[START PROVIDED DATA]
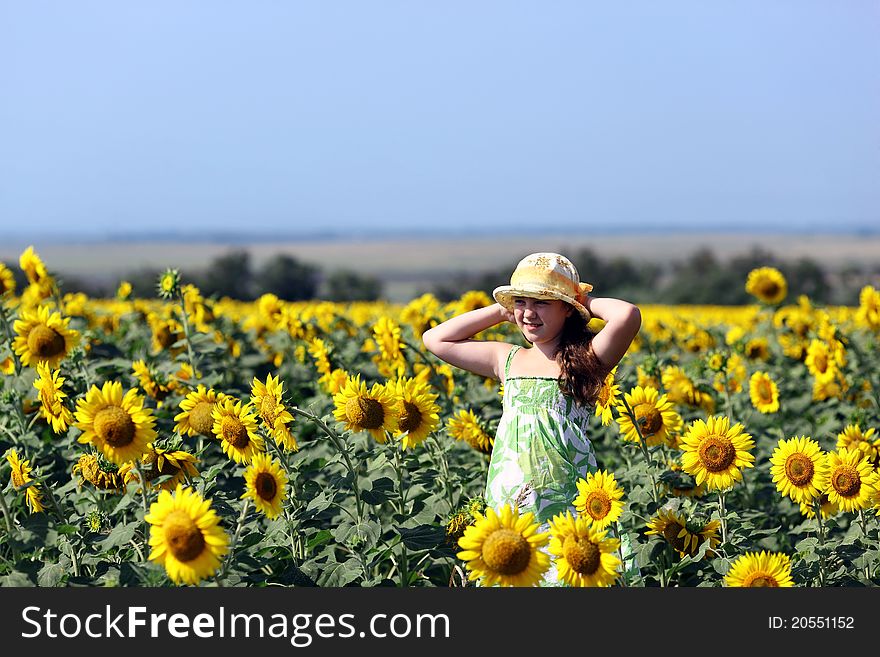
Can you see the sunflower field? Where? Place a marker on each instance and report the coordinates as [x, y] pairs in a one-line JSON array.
[[184, 440]]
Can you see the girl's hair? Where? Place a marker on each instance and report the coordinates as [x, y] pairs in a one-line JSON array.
[[583, 374]]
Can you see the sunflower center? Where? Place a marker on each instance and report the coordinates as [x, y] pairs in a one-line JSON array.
[[184, 538], [200, 418], [45, 342], [799, 469], [582, 555], [114, 426], [267, 409], [769, 288], [507, 552], [846, 481], [366, 413], [717, 453], [649, 419], [266, 486], [410, 417], [671, 534], [759, 579], [598, 505], [166, 337], [234, 432]]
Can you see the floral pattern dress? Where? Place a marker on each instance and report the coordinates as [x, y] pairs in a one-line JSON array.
[[541, 450]]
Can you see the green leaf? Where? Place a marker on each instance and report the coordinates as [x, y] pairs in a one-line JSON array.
[[119, 535], [51, 574], [382, 491], [340, 574], [423, 537]]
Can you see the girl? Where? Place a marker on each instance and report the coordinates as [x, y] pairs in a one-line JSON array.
[[541, 444]]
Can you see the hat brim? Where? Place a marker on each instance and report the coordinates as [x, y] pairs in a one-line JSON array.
[[505, 295]]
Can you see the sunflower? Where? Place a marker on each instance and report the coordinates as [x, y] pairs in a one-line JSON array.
[[852, 438], [267, 397], [123, 292], [418, 415], [32, 265], [868, 313], [763, 392], [767, 284], [852, 480], [598, 499], [679, 387], [463, 517], [754, 569], [465, 425], [7, 280], [43, 335], [185, 535], [374, 411], [179, 465], [504, 549], [104, 474], [266, 484], [52, 406], [386, 336], [21, 476], [757, 349], [318, 351], [684, 537], [826, 507], [197, 407], [168, 285], [799, 469], [334, 381], [655, 417], [714, 452], [608, 398], [150, 383], [236, 426], [585, 557], [823, 360], [119, 426]]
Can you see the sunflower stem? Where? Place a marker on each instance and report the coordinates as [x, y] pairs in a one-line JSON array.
[[624, 579], [238, 527], [722, 514], [817, 506], [444, 469], [8, 518], [864, 525], [643, 446], [397, 448], [186, 332], [143, 479], [338, 444]]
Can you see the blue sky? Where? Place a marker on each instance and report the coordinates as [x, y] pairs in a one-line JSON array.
[[353, 116]]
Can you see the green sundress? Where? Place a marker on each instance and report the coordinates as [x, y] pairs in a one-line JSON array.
[[541, 450]]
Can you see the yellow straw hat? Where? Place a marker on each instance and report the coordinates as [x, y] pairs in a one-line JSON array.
[[545, 276]]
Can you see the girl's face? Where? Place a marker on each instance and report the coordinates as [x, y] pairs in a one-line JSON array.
[[540, 320]]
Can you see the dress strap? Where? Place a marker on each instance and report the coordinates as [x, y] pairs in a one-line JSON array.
[[516, 348]]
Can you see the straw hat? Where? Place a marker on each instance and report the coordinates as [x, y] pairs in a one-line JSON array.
[[545, 276]]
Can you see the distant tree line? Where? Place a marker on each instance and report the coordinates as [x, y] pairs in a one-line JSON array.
[[698, 279], [233, 275]]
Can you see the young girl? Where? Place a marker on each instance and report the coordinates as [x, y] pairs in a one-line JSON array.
[[541, 444]]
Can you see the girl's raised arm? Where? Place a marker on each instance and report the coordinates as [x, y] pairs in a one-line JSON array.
[[622, 322], [452, 341]]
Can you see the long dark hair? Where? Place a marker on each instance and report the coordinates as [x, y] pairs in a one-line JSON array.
[[582, 373]]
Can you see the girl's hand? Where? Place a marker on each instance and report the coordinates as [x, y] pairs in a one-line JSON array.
[[506, 315]]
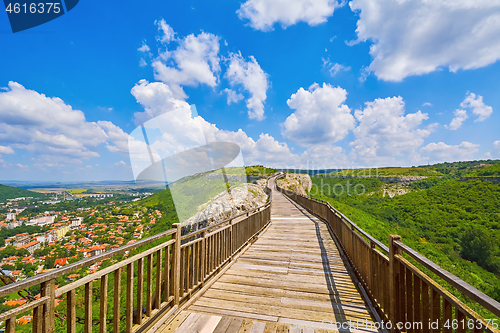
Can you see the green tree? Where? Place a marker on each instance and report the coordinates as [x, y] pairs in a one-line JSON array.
[[478, 246]]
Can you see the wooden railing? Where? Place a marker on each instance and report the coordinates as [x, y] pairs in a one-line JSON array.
[[158, 280], [403, 295]]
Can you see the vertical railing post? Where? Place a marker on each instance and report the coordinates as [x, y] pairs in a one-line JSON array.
[[393, 281], [49, 289], [370, 265], [203, 256], [177, 263], [231, 248]]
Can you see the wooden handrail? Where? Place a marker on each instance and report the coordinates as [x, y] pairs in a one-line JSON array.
[[40, 278], [400, 292], [381, 245]]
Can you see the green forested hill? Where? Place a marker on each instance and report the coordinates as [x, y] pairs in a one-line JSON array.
[[455, 224], [8, 192], [489, 171]]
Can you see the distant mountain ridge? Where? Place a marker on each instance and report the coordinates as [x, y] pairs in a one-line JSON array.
[[9, 192]]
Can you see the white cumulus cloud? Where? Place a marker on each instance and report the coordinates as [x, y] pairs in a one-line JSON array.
[[6, 150], [481, 110], [320, 117], [194, 61], [456, 122], [253, 79], [385, 132], [233, 96], [334, 68], [48, 127], [442, 152], [415, 37], [263, 14], [166, 33], [156, 98]]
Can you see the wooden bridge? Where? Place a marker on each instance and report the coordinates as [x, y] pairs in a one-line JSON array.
[[292, 265]]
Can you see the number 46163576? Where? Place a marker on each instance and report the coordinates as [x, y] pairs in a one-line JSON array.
[[34, 8]]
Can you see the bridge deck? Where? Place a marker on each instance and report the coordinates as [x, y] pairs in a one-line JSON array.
[[293, 274]]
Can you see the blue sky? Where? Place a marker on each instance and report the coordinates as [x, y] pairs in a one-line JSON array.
[[360, 83]]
[END PROVIDED DATA]
• **GOAL**
Copy every one of the items above word for word, leaving out the pictures.

• **TASK SOLUTION**
Can you see the sunflower field? Where? Place a marker on each instance and report the coordinates as [x, y] pairs in a one-line JSON array.
[[184, 440]]
Can you see the girl's hair? Where? Place a marker on each instance and report the coordinates as [x, y] pairs in a one-line JSON array.
[[583, 374]]
Can you see the sunflower center? Where? Place a marker on each instance and report the coordinates as [x, y] pairs in a one-line JSON array.
[[184, 538], [200, 418], [45, 342], [799, 469], [582, 555], [114, 426], [267, 409], [769, 288], [507, 552], [846, 481], [366, 413], [717, 453], [649, 419], [266, 486], [410, 417], [671, 534], [759, 579], [598, 505], [166, 337], [234, 432]]
Can you see the floral pattern dress? Where? Place a marker on each instance and report the coordinates as [x, y] pairs in a one-line JSON array.
[[541, 450]]
Can you see the green leaf? Where? Place a marker on each instance and report the coordinates as [x, y] pairs in a one-line JSON array.
[[119, 535], [51, 574], [382, 491], [340, 574], [423, 537]]
Can you see the girl? Where? Place a marker on each instance and report the coordinates as [x, y] pairs in a one-line JSON array.
[[541, 444]]
Can you see the hat brim? Where? Place a marker on each instance and report the coordinates as [x, y] pairs in a one-line JSON array.
[[505, 295]]
Can you see the sunflower? Where? Place a marker on each instance and report the coordinates as [x, y] pairs in a one-line JSON array.
[[852, 438], [267, 397], [123, 292], [418, 415], [32, 265], [868, 313], [763, 392], [767, 284], [852, 480], [598, 499], [679, 387], [463, 517], [754, 569], [465, 425], [7, 280], [43, 335], [185, 535], [374, 411], [179, 465], [504, 549], [104, 474], [266, 484], [52, 406], [386, 336], [21, 476], [757, 349], [318, 351], [684, 537], [826, 507], [197, 407], [168, 285], [799, 469], [334, 381], [655, 417], [714, 452], [608, 398], [150, 383], [236, 426], [585, 557], [823, 360], [119, 426]]
Can you see the sunflower stem? Where? Place a marker on each instance and report the coordinates as [x, y] pairs in a one-line JSON array.
[[624, 579], [238, 527], [722, 514], [817, 506], [444, 469], [8, 518], [864, 525], [643, 446], [397, 448], [186, 332], [143, 479], [338, 444]]
Can you see the blue sky? Where? Place a marker on each instance and report the coordinates as [x, y] pairs in a one-line JSON array.
[[353, 116]]
Can you see the green sundress? Where? Place a marker on each instance and report the coordinates as [x, y] pairs in a one-line JSON array.
[[541, 450]]
Can you see the yellow straw hat? Where? Place a marker on each instance and report the coordinates as [x, y] pairs in a one-line JSON array.
[[545, 276]]
Can you see the girl's face? Where? Place a marker on each instance and report the coordinates as [x, y] pairs in a one-line JSON array.
[[540, 320]]
Can you see the dress strap? Where? Place a marker on each instance and report the coordinates as [x, y] pairs in a one-line JSON array.
[[516, 348]]
Can you see the straw hat? Where? Place a marker on each instance and report the coordinates as [x, y] pairs in a one-line JSON array.
[[545, 276]]
Can you see the distant tree line? Where? Place a marker on each instance and report the coordinates as [x, y] pairs in a one-line JSON array.
[[698, 279], [233, 275]]
Can you see the young girl? Where? Place a marker on each instance and report the coordinates as [x, y] pairs in a one-line JSON array.
[[541, 444]]
Can you see the girl's raised arm? Where? Place a marker on each instance and report the coordinates as [x, y] pairs in a one-line JSON array.
[[622, 322], [452, 341]]
Can you see the long dark hair? Where? Place a marker on each instance and report the coordinates as [x, y] pairs in a one-line JSON array.
[[582, 373]]
Can you see the girl's hand? Where? Place a marker on each instance and report the coordinates as [x, y] pairs in a one-line JSON array.
[[506, 315]]
Can you see the green tree? Where? Place a marker on each instance and report the coordinates as [x, y] pairs in a one-line JSON array.
[[478, 246]]
Can you see the wooden railing? Where? Place a marker on each instance and report the coordinates as [x, y] pairs in a one-line JSON array.
[[158, 280], [403, 295]]
Can you see the vertical railing post? Where? Place a marker on each instance and report the coordinates as [x, y] pairs in a one-line JSON array.
[[393, 281], [49, 289], [370, 265], [203, 256], [177, 263], [231, 248]]
Can you see the wooden handrail? Where? Place a marker on each instance and report the coordinates as [x, y] pairs in a one-line JSON array.
[[40, 278], [400, 292], [381, 245]]
Can you see the green forested hill? Where? Place a marker on each instance and report the coordinates as [x, y] pairs in a one-line JSON array.
[[455, 224], [8, 192], [489, 171]]
Can you see the distant mountain ridge? Where? Place a marker on each instance and report the coordinates as [x, y] pairs in a one-line JSON array.
[[9, 192]]
Can you see the white cumulus cloud? Where? Place a marker on each instance and report the coordinates as [x, y] pairs in a one-line JSON array.
[[6, 150], [481, 110], [320, 117], [194, 61], [456, 122], [253, 79], [385, 132], [233, 96], [334, 68], [48, 127], [442, 152], [415, 37], [263, 14], [166, 33], [156, 98]]
Can you see the wooden bridge? Where? Place a marker on each instance and report the coordinates as [x, y] pairs in a one-line JSON array.
[[292, 265]]
Can you see the number 46163576? Where? Place a marker on each instance and report the coordinates as [x, y] pairs in a one-line JSON array.
[[34, 8]]
Can you see the bridge deck? Where? Place a marker on each instance and report the coordinates as [x, y] pairs in a one-line JSON array.
[[293, 274]]
Can you see the blue sky? Where? Place a marker on each instance and report the coordinates as [x, y] pairs in a one-line JSON array.
[[360, 83]]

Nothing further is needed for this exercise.